##### Data entries
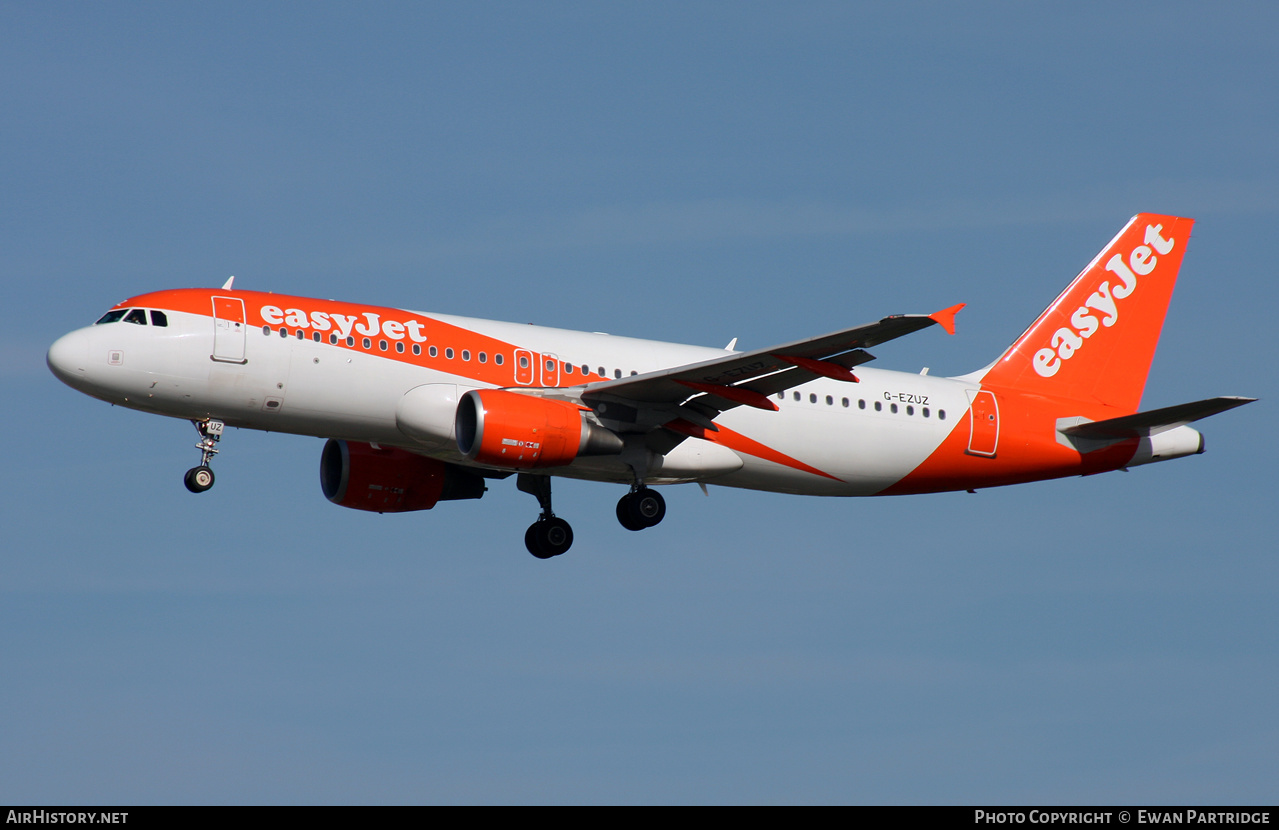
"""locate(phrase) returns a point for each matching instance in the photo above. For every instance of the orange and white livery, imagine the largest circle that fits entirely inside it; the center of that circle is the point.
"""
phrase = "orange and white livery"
(422, 408)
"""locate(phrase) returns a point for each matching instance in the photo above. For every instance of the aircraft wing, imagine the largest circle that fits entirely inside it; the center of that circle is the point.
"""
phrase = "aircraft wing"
(1146, 423)
(748, 377)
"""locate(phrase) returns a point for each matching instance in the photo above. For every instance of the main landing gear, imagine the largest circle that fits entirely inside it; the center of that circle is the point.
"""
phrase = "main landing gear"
(201, 478)
(550, 535)
(641, 508)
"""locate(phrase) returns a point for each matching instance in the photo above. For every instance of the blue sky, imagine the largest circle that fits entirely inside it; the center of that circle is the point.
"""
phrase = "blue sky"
(679, 172)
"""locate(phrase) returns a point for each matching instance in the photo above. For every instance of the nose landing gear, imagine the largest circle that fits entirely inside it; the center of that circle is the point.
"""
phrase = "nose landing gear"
(201, 478)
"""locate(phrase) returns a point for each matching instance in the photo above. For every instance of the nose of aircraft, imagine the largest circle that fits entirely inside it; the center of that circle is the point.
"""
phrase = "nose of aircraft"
(68, 357)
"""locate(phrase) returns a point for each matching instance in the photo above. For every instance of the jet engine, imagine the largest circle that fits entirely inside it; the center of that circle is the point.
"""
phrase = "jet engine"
(505, 429)
(388, 480)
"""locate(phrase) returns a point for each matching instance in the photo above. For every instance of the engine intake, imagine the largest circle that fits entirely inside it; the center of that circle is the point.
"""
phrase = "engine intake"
(505, 429)
(389, 480)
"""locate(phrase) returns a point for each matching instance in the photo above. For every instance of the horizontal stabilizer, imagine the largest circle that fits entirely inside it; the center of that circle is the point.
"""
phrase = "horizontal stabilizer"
(1146, 423)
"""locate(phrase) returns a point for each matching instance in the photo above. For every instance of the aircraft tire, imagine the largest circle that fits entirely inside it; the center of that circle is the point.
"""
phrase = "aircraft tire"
(549, 537)
(198, 478)
(649, 507)
(627, 516)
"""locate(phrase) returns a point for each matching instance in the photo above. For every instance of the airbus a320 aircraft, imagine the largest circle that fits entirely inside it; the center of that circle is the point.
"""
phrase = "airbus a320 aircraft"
(421, 408)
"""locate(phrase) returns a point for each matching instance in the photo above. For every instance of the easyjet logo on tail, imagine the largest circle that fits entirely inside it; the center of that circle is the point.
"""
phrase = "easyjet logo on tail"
(1101, 308)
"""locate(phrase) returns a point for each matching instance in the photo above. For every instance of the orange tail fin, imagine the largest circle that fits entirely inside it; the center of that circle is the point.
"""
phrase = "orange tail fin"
(1096, 340)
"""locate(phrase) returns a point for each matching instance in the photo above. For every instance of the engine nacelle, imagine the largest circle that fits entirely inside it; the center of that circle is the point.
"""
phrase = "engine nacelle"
(389, 480)
(505, 429)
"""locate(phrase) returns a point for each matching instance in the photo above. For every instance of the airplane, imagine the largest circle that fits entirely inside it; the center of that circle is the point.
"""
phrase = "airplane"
(421, 408)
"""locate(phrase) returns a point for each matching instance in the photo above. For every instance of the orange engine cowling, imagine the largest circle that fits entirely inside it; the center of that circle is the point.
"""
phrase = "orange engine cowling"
(505, 429)
(388, 480)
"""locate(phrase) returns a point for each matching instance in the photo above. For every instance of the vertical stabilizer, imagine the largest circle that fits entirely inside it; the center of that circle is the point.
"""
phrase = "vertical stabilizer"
(1096, 340)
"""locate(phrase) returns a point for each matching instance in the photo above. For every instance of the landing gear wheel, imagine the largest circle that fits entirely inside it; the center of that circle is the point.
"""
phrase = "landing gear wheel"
(649, 507)
(549, 537)
(198, 478)
(640, 509)
(626, 516)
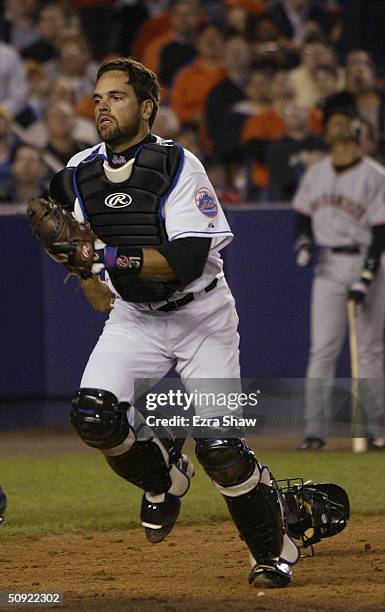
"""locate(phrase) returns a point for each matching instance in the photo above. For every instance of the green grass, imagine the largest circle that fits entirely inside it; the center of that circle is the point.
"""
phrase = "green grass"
(80, 493)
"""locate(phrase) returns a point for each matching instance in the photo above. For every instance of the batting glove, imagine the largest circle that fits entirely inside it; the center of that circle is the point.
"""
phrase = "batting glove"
(359, 290)
(303, 249)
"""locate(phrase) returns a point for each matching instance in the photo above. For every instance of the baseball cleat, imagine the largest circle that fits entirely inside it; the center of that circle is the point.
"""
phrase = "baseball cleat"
(159, 513)
(159, 517)
(312, 444)
(274, 574)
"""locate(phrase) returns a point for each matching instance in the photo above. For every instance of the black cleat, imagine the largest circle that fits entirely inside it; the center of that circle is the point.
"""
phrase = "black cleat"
(159, 517)
(274, 574)
(376, 443)
(3, 505)
(312, 444)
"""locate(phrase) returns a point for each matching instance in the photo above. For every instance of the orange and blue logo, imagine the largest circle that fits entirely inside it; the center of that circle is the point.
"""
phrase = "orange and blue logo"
(206, 202)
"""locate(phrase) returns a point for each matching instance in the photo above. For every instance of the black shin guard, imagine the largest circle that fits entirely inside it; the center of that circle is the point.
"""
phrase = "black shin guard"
(144, 466)
(249, 492)
(151, 464)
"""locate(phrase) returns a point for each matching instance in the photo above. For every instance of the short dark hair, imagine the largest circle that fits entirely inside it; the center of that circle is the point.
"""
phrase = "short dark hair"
(143, 80)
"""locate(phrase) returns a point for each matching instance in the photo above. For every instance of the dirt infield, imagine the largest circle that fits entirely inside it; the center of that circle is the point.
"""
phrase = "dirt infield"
(198, 567)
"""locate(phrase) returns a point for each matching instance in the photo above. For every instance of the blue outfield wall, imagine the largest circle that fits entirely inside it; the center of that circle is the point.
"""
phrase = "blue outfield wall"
(48, 329)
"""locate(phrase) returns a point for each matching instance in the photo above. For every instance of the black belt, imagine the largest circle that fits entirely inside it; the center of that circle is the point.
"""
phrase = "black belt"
(349, 250)
(186, 300)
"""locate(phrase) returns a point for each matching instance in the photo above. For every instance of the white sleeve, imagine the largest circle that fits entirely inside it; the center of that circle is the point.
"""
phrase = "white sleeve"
(301, 201)
(192, 209)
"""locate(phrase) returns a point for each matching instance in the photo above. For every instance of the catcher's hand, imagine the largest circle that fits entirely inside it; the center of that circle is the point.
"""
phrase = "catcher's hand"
(98, 294)
(64, 239)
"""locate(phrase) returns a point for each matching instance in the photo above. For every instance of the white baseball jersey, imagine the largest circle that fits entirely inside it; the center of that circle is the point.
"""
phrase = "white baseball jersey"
(191, 209)
(343, 205)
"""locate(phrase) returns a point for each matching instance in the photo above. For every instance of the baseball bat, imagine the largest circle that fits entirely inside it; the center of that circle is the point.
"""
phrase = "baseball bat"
(359, 442)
##########
* _Stated problem_
Omit every picture, then repeat the remaining data exactly as it appears above.

* _Answer for this exercise_
"""locate(phrase) returns a point for each matching instance in the photo above. For every instance of the orange and white livery, imagine the largest circle that fits entirely inside it; the center of that circle is the point.
"""
phrase = "orange and white livery"
(422, 408)
"""locate(phrase) returns a point for each matching instance in the photo above. For every instance of the aircraft wing, imagine the largest circle that fits entirely inside it; the center of that circle is the point.
"""
phrase = "aircraft wing"
(1146, 423)
(748, 377)
"""locate(phrase) returns a point for each matching instance in the photo above. For every instance of the main landing gear, imagine the largest circle that fits entirely inside it; the center of that circle is the point.
"""
phrase = "main landing gear"
(201, 478)
(550, 535)
(641, 508)
"""locate(phrase) returns a point for each matching instance in the photo above. For every instance of the blue sky, imagine the largest circle that fits entirely inside it; the center of that circle is the point.
"""
phrase = "blue sky"
(679, 172)
"""locate(phrase) returns a point for each matching instance in the photo above. For every instance of the nose landing gear, imagine the largest circle that fits entirely inside it; the center of that circle is the point.
"""
phrase = "nose landing gear"
(201, 478)
"""locate(phrase) returns a point for each matching instance in the photo above. For every instance of the nose of aircraft, imagine the largest circle that fits entirely inside it; the center of that circle is the point.
"""
phrase = "nose of aircraft"
(68, 357)
"""locate(phrase) returns a point for each matching instance in the photo above. For every instance of the jet engine, imagine the largest circle that fits entirely inside it; the center of that circle is the point.
"""
phrase = "jet engine"
(505, 429)
(388, 480)
"""locate(phrase) returns a point for each matching instance in the photo above. For every instance of the engine intake, imagine the largest circle that fits entirely inside it; the center of that circle is the point.
"""
phrase = "engine intake"
(505, 429)
(389, 480)
"""locate(phrase) returns a point for each matching instance in the photo above. For every instance of the horizontal stabilizer, imagine the largest circle that fits entirely inside it; the center of that circle is the point.
"""
phrase = "horizontal stabilizer"
(1146, 423)
"""locate(phrase) returns a point for each matching instance in the photo above. For every instance of the aircraft tire, imagine the largest circle that fits entirely inside it; the center of that circle is the point.
"""
phrase = "aircraft tire"
(549, 537)
(198, 478)
(649, 507)
(627, 516)
"""locate(phrase) returns a point for each matching instance in the photo above. For every instance of the airbus a320 aircraft, imagine the largest circle that fits entirely inside it; the center of that circle is the point.
"""
phrase = "airbus a320 aircraft"
(421, 408)
"""locate(phrase) returns a point for each matching instance in the photo above. For every instance of the easyjet logo on tail, imagine the largest circle that fits entirely inside it; the center of that circle is the point.
"""
phrase = "easyjet logo on tail"
(1101, 308)
"""locate(phrase) returns a point for each matching instance in the photo above. For every instance of the orange tail fin, imagine the largest circle that fits entirely inside it; the center of that circle is the point.
"""
phrase = "orange tail fin"
(1096, 340)
"""locate(phrase) returns a point for each matching instance in the photo above. For every instance of the engine nacelle, imagine the largest circle that fits entirely inside it; the center of that circle is the point.
"""
phrase = "engine nacelle"
(389, 480)
(505, 429)
"""locate(phrase) returns a point for each matching instance in the photo above. For every instance of the airplane, imagine the largest circle that fits entirely inside it; the center of that circle is the point.
"""
phrase = "airplane"
(421, 408)
"""locate(phrase) returns a point for each matching instance in the photo above. For every instance of the orange engine cowling, imagine the largest circle that fits entirely inside it; the center of that circle is the point.
"""
phrase = "orange engine cowling"
(505, 429)
(388, 480)
"""locate(phrase) returns a point for each matching instance in the photo above. For every instance of the vertical stabilizer, imagine the largest circle that fits entirely inside it; the center of that circle is the point.
"""
phrase = "vertical stabilizer"
(1096, 340)
"""locate(phrase) returns a point for each matching instance in the photo above. For every instance of the landing gear wheel, imagine the largest circle that fits entirely inside it; the center of that circle is the point.
"""
phrase = "landing gear wheel"
(649, 507)
(549, 537)
(198, 478)
(640, 509)
(626, 516)
"""locate(phrase) returns a point for each matching instance in the photo above. For every instance of the green grass, imagine the largest circle that fits entirely inside it; the center of that circle is the point.
"""
phrase = "green grass"
(80, 493)
"""locate(phrase) returns a point for each matching instance in the photo above. For every instance of the batting glove, imagine the largest circle that fits entirely inside it; the center of that circle is the point.
"""
phrase = "batting glove"
(359, 290)
(303, 249)
"""locate(phrase) returns a point for each matching instance in the photo above. For every instance of the baseball cleat, imagine the largest circle that fits entirely inside it; the center of that circle is the point.
"""
phrase = "baseball cleat"
(159, 513)
(159, 517)
(312, 444)
(274, 574)
"""locate(phrase) returns a point for each matching instance in the photo above. For every instance of the black cleat, imagine the largest circle that fits entirely inside it; the center of that circle is the point.
"""
phrase = "black cleat"
(159, 517)
(274, 574)
(376, 443)
(3, 505)
(312, 444)
"""locate(phrase) returns a point for each matching instance in the photo above. For every instance of the orange and blue logo, imagine the largest circle that fits entirely inside it; the center of that circle is the point.
"""
phrase = "orange and blue logo"
(206, 202)
"""locate(phrase) returns a point for each matching instance in the photo above. For every instance of the black shin guard, imagine the largest circle that fits entirely inside it; the center of that circle is the point.
"""
phrase = "black shin guard"
(144, 466)
(249, 492)
(151, 464)
"""locate(phrase) returns a point for each matching instance in the photo above. For every instance of the short dark hair, imagine the largest circle that fits entirely inside it; the center of that circle is the point.
"""
phrase = "short dark hair"
(143, 80)
"""locate(phrase) returns a point for each matching instance in the photo above. For every instance of the dirt infield, imagine the largest circle that fits entirely inside it; the center of that circle is the point.
"""
phrase = "dirt infield"
(198, 567)
"""locate(phrase) returns a point for each matching instance in the photo above. For every instance of the blue outfield wall, imagine the largest circle that fits entirely inside it; the center of that circle is the point.
"""
phrase = "blue outfield wall"
(48, 329)
"""locate(phrase) returns a point for each matching instance in the photo above. For every instance of the black belt, imagine the largest circle that fits entirely inside it; the center of that circle is the point.
"""
phrase = "black belt"
(349, 250)
(186, 300)
"""locate(phrase) returns a point for each matching instance in the photo above. For every instance of the white sleeve, imagine the largest circle that fits entirely inside it; the center of that circle is the point.
"""
phrase = "white sleeve"
(301, 201)
(192, 209)
"""locate(phrase) returns a point for each matching instance in the photo above. For every instance of the catcher's hand, imagine the largest circle that fits entirely inside it; the center of that circle is the point.
"""
phrase = "catcher's hand"
(98, 294)
(64, 239)
"""locate(phrase) returns a point for each matching instance in the photo above. For every instance of the white baseball jersey, imagine the largest circle that fits entirely inside it; the center of that circle is the point.
"""
phrase = "white baseball jersey"
(191, 209)
(343, 205)
"""locate(phrase) returns a point for each matching instance in the photo above. For every instance of the baseball bat, imagine the largest circle that fits entirely inside it; the center of that circle is the point.
"""
phrase = "baseball bat"
(359, 442)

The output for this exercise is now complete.